EXTRACTED DATA:
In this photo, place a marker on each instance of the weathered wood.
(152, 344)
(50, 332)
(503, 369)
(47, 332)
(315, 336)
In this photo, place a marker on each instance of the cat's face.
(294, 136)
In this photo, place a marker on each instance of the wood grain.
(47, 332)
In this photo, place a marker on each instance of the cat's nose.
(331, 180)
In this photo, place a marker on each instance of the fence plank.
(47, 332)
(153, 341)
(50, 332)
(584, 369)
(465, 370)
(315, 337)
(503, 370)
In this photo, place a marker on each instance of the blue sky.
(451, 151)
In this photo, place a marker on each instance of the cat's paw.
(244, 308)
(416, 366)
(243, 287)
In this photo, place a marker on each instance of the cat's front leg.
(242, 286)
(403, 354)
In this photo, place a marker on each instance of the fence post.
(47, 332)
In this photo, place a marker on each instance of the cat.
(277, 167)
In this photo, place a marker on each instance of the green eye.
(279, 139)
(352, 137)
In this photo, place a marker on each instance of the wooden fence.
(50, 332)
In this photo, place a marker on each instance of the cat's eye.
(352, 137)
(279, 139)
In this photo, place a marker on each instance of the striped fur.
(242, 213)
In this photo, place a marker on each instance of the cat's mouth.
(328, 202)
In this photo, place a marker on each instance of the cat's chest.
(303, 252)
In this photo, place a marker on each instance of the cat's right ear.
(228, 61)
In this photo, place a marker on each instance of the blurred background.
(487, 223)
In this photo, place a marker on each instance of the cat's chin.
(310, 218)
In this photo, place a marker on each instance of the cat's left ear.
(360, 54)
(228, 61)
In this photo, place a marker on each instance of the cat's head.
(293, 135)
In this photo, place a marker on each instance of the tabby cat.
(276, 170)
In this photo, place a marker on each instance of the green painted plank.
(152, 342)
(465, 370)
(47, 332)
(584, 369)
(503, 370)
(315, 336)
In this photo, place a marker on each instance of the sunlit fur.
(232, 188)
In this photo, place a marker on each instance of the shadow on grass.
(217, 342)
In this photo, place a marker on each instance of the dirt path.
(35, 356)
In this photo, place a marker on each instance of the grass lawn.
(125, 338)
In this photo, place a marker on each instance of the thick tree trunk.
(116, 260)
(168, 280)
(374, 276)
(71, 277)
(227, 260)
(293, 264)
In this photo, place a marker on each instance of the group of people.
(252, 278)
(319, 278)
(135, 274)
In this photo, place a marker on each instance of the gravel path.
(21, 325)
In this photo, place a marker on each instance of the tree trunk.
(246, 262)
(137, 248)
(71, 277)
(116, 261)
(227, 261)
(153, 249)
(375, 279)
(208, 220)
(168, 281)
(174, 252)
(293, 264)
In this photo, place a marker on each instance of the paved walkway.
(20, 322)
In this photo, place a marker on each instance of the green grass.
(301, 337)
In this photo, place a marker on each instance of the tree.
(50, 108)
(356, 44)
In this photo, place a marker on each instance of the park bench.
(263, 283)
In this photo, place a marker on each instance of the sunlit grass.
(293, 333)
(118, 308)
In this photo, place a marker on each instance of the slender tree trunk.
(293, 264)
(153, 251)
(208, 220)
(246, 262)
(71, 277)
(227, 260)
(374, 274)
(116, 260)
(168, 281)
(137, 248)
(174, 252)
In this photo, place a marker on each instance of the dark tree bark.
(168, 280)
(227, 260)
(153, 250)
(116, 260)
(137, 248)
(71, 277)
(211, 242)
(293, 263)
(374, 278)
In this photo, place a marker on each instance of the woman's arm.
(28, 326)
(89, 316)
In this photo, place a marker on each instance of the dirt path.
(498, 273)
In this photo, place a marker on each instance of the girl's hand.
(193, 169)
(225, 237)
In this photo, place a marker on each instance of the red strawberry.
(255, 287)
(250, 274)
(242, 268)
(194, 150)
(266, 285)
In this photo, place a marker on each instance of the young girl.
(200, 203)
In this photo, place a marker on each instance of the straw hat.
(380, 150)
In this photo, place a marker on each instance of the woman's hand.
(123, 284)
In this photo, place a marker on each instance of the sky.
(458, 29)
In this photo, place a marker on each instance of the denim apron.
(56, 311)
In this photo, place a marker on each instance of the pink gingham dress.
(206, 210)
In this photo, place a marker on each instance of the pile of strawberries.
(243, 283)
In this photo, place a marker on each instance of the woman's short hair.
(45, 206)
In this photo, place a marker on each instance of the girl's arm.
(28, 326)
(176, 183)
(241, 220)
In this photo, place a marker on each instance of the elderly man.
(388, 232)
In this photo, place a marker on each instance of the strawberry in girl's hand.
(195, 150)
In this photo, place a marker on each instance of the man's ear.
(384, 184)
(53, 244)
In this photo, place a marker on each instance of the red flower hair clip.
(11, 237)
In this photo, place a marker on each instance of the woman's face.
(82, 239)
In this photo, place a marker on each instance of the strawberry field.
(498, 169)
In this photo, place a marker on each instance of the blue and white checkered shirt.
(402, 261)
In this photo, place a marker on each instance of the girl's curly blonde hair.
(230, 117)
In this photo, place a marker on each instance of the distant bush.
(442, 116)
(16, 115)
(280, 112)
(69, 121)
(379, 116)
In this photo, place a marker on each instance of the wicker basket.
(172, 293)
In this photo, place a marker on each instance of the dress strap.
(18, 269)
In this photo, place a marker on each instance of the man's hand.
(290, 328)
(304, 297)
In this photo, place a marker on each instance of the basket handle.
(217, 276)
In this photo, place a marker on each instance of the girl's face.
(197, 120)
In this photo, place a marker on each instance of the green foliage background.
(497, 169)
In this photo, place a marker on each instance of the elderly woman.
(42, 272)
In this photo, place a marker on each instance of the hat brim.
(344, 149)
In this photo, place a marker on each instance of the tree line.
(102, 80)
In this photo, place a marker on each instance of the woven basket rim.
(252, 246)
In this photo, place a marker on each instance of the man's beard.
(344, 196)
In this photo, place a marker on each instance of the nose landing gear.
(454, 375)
---
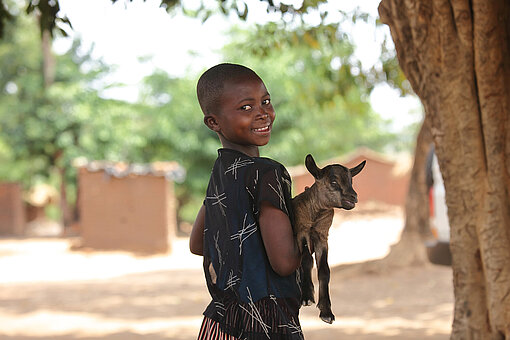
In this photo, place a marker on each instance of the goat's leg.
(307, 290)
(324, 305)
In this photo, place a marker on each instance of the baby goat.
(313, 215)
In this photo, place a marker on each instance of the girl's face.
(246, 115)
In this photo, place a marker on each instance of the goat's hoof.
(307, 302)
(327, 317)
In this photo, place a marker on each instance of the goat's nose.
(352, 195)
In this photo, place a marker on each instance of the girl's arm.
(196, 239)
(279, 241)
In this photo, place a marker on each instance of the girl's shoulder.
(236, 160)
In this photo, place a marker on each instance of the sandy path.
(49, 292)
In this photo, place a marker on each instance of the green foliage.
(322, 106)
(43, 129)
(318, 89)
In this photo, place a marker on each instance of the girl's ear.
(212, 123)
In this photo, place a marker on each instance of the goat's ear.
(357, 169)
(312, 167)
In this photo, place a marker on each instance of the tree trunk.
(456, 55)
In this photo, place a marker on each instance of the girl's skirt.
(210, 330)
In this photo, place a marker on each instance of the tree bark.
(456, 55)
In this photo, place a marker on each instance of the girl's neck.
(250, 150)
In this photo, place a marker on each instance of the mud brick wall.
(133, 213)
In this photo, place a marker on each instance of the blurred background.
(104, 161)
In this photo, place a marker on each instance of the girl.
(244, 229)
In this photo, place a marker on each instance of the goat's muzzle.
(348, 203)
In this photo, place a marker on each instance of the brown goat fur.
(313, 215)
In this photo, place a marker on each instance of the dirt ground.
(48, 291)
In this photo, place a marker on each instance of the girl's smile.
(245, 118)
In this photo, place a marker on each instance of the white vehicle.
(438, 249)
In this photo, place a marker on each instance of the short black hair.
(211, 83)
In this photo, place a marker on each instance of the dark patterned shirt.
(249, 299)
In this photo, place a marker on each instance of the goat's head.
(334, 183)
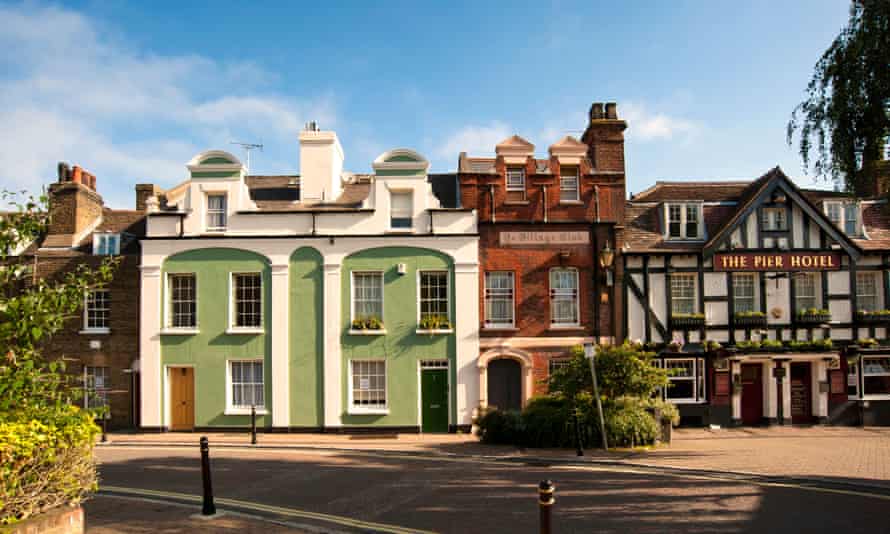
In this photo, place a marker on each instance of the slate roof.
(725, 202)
* * *
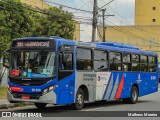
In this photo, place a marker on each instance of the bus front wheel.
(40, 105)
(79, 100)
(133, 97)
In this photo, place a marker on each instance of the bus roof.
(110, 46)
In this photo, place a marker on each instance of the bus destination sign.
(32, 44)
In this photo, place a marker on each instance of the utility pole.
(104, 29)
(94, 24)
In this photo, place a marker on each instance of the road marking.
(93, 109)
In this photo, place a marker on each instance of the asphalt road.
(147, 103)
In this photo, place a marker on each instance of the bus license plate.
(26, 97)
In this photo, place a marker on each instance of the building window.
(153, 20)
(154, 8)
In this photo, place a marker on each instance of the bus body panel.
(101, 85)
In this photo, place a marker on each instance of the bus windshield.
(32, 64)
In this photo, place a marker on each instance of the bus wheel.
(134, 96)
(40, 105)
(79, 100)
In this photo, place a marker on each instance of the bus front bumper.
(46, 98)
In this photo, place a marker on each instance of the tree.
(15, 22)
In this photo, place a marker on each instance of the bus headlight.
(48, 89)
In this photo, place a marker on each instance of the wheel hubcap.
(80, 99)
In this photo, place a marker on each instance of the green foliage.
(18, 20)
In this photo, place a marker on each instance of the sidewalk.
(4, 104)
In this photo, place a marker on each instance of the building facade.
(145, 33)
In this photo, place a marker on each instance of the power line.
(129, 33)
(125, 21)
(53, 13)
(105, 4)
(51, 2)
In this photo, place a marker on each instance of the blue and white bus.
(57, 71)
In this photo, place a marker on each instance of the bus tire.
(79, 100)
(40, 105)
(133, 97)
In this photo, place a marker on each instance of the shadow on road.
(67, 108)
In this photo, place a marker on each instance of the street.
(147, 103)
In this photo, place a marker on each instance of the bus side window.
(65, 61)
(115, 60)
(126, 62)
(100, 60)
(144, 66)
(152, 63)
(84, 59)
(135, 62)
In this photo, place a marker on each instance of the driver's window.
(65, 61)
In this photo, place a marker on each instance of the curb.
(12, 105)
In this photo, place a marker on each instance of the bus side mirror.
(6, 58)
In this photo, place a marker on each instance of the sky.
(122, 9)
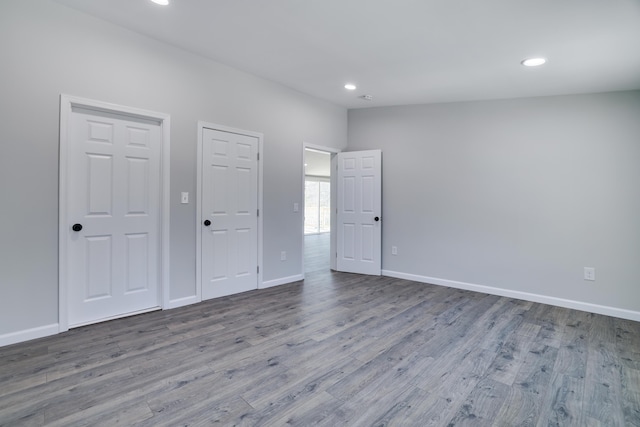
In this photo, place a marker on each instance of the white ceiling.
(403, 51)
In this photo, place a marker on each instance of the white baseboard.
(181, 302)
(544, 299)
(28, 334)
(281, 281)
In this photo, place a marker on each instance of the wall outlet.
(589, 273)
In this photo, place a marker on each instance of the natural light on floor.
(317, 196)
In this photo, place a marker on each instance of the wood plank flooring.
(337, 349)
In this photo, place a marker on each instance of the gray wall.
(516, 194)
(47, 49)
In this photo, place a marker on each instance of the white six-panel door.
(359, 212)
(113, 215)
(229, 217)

WHAT YOU HAVE TO DO: Show every line of the material that contains the word "plank", copied in full.

RESULT OF THE EXERCISE:
In this photo, place a marker on each instance of the fence plank.
In this photo, place a marker on each instance of the green painted plank.
In this photo, place a marker on each instance of the wood plank flooring.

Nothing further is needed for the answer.